- [TEXTO CITADO]
Nos puede parecer una tontería para quienes ni siquiera corremos la cortina de nuestras casas para evitar indiscreciones, pero para las personas mayores, ver la vida pasar es la manera más efectiva de saber que los días siguen pasando. Tere y sus vecinos han enviado una carta al ayuntamiento, para pedir que le corten las puntas al árbol. No quieren hacerlo desaparecer. ¡Ni mucho menos! Pero con un trabajito de poda, podrán combinar la sombra en la plaza con las vistas de las personas mayores que viven en el edificio. De momento, les han respondido que no le toca pasar por jardinería. Que vuelva usted mañana. A veces, el bienestar social de quienes habitan las ciudades no se mide con los mismos parámetros que los de la gestión. Pero eso es otro asunto.

- [EJERCICIO 1] Actualiza las filas desde la que contiene "73], [171, 72]]]" hasta la que contiene "106], [221, 107]]", ambas incluidas, sustituyendo "[209, 32]" por "[209, 33]" y sin modificar nada más. Entrega solo esas filas.
El texto y las filas son materiales independientes entre sí.

- [DATOS PROPORCIONADOS]
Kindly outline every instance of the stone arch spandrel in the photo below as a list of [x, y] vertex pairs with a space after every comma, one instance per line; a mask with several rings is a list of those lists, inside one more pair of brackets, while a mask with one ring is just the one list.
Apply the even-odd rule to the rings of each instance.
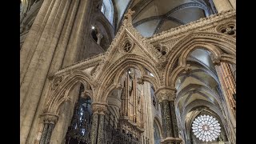
[[[235, 38], [222, 34], [209, 32], [193, 32], [179, 40], [167, 54], [168, 62], [166, 66], [165, 78], [167, 78], [166, 85], [174, 86], [178, 74], [186, 70], [186, 58], [195, 49], [205, 49], [213, 53], [214, 58], [230, 60], [235, 58]], [[226, 55], [224, 52], [228, 54]], [[222, 56], [223, 55], [223, 56]], [[225, 57], [230, 58], [224, 58]], [[174, 68], [174, 62], [179, 59], [179, 66]], [[232, 60], [232, 62], [235, 60]], [[176, 71], [175, 73], [171, 72]]]
[[222, 106], [222, 102], [221, 98], [219, 98], [218, 94], [217, 93], [215, 93], [213, 90], [210, 89], [209, 87], [206, 87], [206, 86], [202, 86], [202, 85], [190, 84], [190, 85], [188, 85], [186, 87], [184, 87], [177, 94], [177, 98], [175, 99], [175, 107], [178, 106], [178, 104], [180, 99], [182, 98], [183, 95], [186, 94], [186, 93], [188, 92], [188, 90], [190, 89], [195, 89], [197, 90], [203, 90], [203, 91], [206, 91], [209, 94], [212, 94], [212, 96], [218, 102], [218, 104], [219, 105], [219, 106], [221, 107]]
[[[90, 85], [91, 90], [88, 91], [88, 93], [91, 94], [95, 93], [95, 86], [90, 76], [81, 71], [74, 72], [60, 82], [59, 86], [52, 91], [46, 101], [44, 113], [58, 114], [58, 108], [62, 103], [76, 98], [69, 95], [69, 94], [72, 88], [79, 82], [84, 86]], [[91, 97], [90, 98], [94, 99], [94, 98]]]
[[[142, 70], [141, 73], [146, 74], [146, 69], [150, 70], [151, 73], [154, 75], [150, 79], [149, 78], [146, 78], [142, 79], [145, 82], [152, 82], [154, 87], [158, 87], [160, 86], [160, 78], [158, 74], [158, 71], [154, 68], [154, 66], [147, 60], [142, 58], [141, 57], [135, 55], [126, 55], [122, 57], [120, 61], [118, 61], [117, 63], [112, 64], [109, 66], [103, 74], [106, 77], [104, 79], [102, 79], [101, 82], [101, 91], [98, 91], [97, 94], [96, 101], [98, 102], [106, 102], [107, 98], [107, 94], [106, 93], [106, 90], [108, 90], [107, 92], [110, 93], [113, 89], [117, 88], [119, 86], [119, 80], [122, 74], [124, 73], [126, 70], [129, 67], [135, 68], [139, 70]], [[106, 86], [111, 87], [113, 89], [108, 89]], [[103, 89], [102, 89], [103, 88]]]
[[162, 135], [162, 120], [161, 118], [159, 118], [159, 116], [156, 115], [154, 118], [154, 122], [155, 122], [157, 124], [157, 126], [158, 126], [159, 128], [159, 133], [160, 133], [160, 137], [161, 138], [163, 138], [163, 135]]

- [EJERCICIO 2] Copia sin cambios el fragmento del texto sobre el árbol de la plaza que empieza en las palabras "Nos puede parecer" y termina después de "es otro asunto.".

- [SOLUCIÓN 1]
[[[235, 38], [222, 34], [209, 33], [193, 32], [179, 40], [167, 54], [168, 62], [166, 66], [165, 78], [167, 78], [166, 85], [174, 86], [178, 74], [186, 70], [186, 58], [195, 49], [205, 49], [213, 53], [214, 58], [230, 60], [235, 58]], [[226, 55], [224, 52], [228, 54]], [[222, 56], [223, 55], [223, 56]], [[225, 57], [230, 58], [224, 58]], [[174, 68], [174, 62], [179, 59], [179, 66]], [[232, 60], [232, 62], [235, 60]], [[176, 71], [175, 73], [171, 72]]]
[[222, 106], [222, 102], [221, 98], [219, 98], [218, 94], [217, 93], [215, 93], [213, 90], [210, 89], [209, 87], [206, 87], [206, 86], [202, 86], [202, 85], [190, 84], [190, 85], [188, 85], [186, 87], [184, 87], [177, 94], [177, 98], [175, 99], [175, 107], [178, 106], [178, 104], [180, 99], [182, 98], [183, 95], [186, 94], [186, 93], [188, 92], [188, 90], [190, 89], [195, 89], [197, 90], [203, 90], [203, 91], [206, 91], [209, 94], [212, 94], [212, 96], [218, 102], [218, 104], [219, 105], [219, 106], [221, 107]]

- [SOLUCIÓN 2]
Nos puede parecer una tontería para quienes ni siquiera corremos la cortina de nuestras casas para evitar indiscreciones, pero para las personas mayores, ver la vida pasar es la manera más efectiva de saber que los días siguen pasando. Tere y sus vecinos han enviado una carta al ayuntamiento, para pedir que le corten las puntas al árbol. No quieren hacerlo desaparecer. ¡Ni mucho menos! Pero con un trabajito de poda, podrán combinar la sombra en la plaza con las vistas de las personas mayores que viven en el edificio. De momento, les han respondido que no le toca pasar por jardinería. Que vuelva usted mañana. A veces, el bienestar social de quienes habitan las ciudades no se mide con los mismos parámetros que los de la gestión. Pero eso es otro asunto.